■ Set problem ■
Please pull out every line in the records below that contains the string "find", matching case exactly.
——————
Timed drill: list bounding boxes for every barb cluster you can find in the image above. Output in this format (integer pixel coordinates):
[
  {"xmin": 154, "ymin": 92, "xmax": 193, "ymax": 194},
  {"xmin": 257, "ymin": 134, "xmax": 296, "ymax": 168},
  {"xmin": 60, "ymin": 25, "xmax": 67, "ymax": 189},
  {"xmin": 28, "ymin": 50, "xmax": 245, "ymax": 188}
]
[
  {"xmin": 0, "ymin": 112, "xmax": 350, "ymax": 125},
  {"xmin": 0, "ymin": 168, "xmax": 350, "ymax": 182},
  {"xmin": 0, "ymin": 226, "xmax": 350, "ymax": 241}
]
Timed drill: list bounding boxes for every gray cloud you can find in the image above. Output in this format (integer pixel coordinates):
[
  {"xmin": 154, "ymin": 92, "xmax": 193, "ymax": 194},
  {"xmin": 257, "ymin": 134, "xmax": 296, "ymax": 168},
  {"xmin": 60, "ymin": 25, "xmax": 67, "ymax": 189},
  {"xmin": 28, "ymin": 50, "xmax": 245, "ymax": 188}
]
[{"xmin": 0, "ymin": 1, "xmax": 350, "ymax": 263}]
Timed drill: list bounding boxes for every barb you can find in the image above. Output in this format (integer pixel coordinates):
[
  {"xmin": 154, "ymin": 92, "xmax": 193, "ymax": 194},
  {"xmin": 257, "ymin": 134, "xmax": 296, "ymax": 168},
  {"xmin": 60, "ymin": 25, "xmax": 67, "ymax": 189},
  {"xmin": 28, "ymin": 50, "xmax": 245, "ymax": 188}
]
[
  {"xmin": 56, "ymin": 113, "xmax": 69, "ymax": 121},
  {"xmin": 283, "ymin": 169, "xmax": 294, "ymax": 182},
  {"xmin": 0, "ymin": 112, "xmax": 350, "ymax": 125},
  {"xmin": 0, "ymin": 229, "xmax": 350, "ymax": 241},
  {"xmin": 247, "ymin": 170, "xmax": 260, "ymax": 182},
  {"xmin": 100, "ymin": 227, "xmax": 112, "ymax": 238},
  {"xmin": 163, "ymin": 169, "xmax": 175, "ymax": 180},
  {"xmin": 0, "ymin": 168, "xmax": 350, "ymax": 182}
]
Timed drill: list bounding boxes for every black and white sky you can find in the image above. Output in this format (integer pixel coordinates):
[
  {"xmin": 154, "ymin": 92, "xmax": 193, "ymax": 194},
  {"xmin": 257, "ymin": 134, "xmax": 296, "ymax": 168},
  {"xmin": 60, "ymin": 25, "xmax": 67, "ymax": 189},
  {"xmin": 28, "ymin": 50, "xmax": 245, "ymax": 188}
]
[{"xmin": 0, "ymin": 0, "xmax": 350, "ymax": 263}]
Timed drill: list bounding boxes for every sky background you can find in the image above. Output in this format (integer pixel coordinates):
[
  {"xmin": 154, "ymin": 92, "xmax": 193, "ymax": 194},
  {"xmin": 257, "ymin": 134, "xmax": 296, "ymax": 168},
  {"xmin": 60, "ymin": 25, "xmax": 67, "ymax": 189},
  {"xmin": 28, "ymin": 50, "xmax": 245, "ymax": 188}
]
——————
■ Reply to the exercise ■
Timed drill: list bounding boxes for every barb cluster you can find in the image above. Output in this format (integer pixel coordinates):
Timed drill: list bounding boxes for every gray cloud you can find in the image above. Output in this format (integer pixel coordinates):
Timed drill: list bounding boxes for every barb you can find in the image above. Output in this format (integer pixel coordinates):
Timed drill: list bounding boxes for every black and white sky you can find in the image above. Output in this format (integer pixel coordinates):
Timed drill: list bounding boxes for every sky background you can find in the image above. Output in this format (integer pixel coordinates):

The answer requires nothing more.